Le réalisme saisissant des tranches de vie quotidiennes que nous offre la peinture d'Edward Hopper capture le regard comme un instantanné photographique qui suspend le temps. L'artiste new yorkais est incontestablement de la veine réaliste mais le confiner à cette tradition serait quelque peu réducteur et ne rendrait qu'imparfaitement compte de toutes les facettes de son Art. Son oeuvre est en réalité au carrefour de diverses influences mais trouve ses racines dans l'impressionnisme français. Edward Hopper a été, dans sa destinée d'artiste, continuellement écartelé entre le rêve lyrique vécu au cours de ses jeunes années à Paris et l'exigence d'un art américain soucieux de son autonomie à l'égard des modèles européens et de leurs effets ostentatoires de virtuosité. A la new York School of Art où il étudie sous la direction de Robert Henri, farouche défenseur d'un Art américain indépendant, se font déjà jour dans ses premières esquisses (Man seated on bed,Woman in a studio), cette narration suspendue, cet arrêt sur image sur le détail du quotidien qui sera la caractéristique majeure de sa peinture.
De ses premières oeuvres, la couleur et la lumière sont absentes. Hopper ira en capter l'essence à Paris où il séjournera de 1906 à 1910. L'aspirant artiste tombe en pamoison devant les impressionnistes dont la technique, portée à son excellence par Monet et Renoir, incarne l'Art de dire l'émerveillement face au réel. Hopper s'ennivre de leur lyrisme qui introduira dans son oeuvre le pouvoir vertigineux de la couleur et de la lumière. Aux yeux de Hopper, Degas incarne la quintessence même de la captation du réel. Un bureau de coton à la Nouvelles Orléans ouvre le jeune peintre, subjugué par ce tableau, à la représentation picturale de l'activité fiévreuse d'un bureau, symbole du basculement du monde dans l'ère du commerce et de l'industrie. Et ce n'est pas un hasard si Degas a capté cette vision lors de son voyage aux Etats-Unis et renvoie ainsi au réalisme économique de la jeune nation.

» **DONNÉES DES EXERCICES**:
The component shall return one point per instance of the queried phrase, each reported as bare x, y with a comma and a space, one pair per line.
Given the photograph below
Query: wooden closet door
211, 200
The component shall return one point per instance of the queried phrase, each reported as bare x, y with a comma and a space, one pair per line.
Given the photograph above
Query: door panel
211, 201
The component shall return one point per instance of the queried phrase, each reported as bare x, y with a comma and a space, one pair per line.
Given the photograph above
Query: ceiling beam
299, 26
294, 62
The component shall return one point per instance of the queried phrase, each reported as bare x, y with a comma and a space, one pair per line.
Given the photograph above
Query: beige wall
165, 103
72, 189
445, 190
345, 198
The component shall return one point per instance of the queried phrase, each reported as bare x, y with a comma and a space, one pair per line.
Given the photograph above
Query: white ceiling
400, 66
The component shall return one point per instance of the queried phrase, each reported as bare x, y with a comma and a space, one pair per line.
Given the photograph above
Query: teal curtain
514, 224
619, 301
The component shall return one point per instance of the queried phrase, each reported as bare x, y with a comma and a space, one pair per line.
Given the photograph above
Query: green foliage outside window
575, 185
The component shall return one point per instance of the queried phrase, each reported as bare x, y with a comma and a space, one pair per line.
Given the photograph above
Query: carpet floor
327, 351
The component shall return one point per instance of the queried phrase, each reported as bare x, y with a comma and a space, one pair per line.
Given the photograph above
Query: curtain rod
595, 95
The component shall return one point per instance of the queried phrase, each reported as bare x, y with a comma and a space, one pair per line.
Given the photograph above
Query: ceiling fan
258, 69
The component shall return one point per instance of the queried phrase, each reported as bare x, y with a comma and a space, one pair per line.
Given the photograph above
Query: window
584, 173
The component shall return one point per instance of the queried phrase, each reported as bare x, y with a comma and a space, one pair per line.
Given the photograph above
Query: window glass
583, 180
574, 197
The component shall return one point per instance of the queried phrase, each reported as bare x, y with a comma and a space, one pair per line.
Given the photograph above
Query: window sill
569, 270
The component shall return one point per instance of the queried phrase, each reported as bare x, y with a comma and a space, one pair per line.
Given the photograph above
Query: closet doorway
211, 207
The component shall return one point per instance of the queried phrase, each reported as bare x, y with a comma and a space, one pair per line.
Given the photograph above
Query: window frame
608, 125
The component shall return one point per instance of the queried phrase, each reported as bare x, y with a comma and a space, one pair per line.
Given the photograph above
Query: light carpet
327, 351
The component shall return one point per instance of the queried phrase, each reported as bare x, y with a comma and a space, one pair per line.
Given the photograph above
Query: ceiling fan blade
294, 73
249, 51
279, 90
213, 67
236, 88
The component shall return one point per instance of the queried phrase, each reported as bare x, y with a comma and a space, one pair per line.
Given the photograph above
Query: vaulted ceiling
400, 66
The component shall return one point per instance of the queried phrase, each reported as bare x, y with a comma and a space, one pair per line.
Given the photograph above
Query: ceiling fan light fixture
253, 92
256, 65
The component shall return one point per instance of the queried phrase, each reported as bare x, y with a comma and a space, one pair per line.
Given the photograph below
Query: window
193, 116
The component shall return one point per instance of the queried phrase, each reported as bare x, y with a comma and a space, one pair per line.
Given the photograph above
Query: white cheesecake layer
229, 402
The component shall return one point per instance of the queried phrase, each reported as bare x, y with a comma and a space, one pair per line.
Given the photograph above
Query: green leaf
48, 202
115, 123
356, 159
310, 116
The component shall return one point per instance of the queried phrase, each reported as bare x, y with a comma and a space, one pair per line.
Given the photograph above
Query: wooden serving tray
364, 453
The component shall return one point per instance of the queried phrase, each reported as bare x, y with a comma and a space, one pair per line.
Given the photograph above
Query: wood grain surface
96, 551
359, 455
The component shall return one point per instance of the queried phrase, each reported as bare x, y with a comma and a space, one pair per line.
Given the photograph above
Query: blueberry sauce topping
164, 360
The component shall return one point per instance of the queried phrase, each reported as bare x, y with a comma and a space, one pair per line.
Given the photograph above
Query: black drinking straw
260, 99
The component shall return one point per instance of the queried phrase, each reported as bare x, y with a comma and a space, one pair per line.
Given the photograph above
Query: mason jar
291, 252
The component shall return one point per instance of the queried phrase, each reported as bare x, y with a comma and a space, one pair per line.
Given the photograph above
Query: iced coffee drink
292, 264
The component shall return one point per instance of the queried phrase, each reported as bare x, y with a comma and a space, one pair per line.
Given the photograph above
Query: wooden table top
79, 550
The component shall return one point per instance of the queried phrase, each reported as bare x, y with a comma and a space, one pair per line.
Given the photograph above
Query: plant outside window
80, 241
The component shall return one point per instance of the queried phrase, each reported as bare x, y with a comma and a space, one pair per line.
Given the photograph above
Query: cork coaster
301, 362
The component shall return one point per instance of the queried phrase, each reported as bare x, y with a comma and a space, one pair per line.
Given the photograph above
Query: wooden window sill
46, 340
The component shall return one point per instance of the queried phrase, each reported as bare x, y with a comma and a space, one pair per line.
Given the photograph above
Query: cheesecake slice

» **LISTE DES TÂCHES**:
[1] Réécrivez le texte sur Edward Hopper de « De ses premières » à « la jeune nation. », en substituant « Manet » à « Degas ».
[2] Relevez toutes les lignes des entrées qui contiennent la chaîne « sill », en tenant compte de la casse.

» **CORRIGÉ DES EXERCICES**:
[1]
De ses premières oeuvres, la couleur et la lumière sont absentes. Hopper ira en capter l'essence à Paris où il séjournera de 1906 à 1910. L'aspirant artiste tombe en pamoison devant les impressionnistes dont la technique, portée à son excellence par Monet et Renoir, incarne l'Art de dire l'émerveillement face au réel. Hopper s'ennivre de leur lyrisme qui introduira dans son oeuvre le pouvoir vertigineux de la couleur et de la lumière. Aux yeux de Hopper, Manet incarne la quintessence même de la captation du réel. Un bureau de coton à la Nouvelles Orléans ouvre le jeune peintre, subjugué par ce tableau, à la représentation picturale de l'activité fiévreuse d'un bureau, symbole du basculement du monde dans l'ère du commerce et de l'industrie. Et ce n'est pas un hasard si Manet a capté cette vision lors de son voyage aux Etats-Unis et renvoie ainsi au réalisme économique de la jeune nation.

[2]
Query: window sill
Query: wooden window sill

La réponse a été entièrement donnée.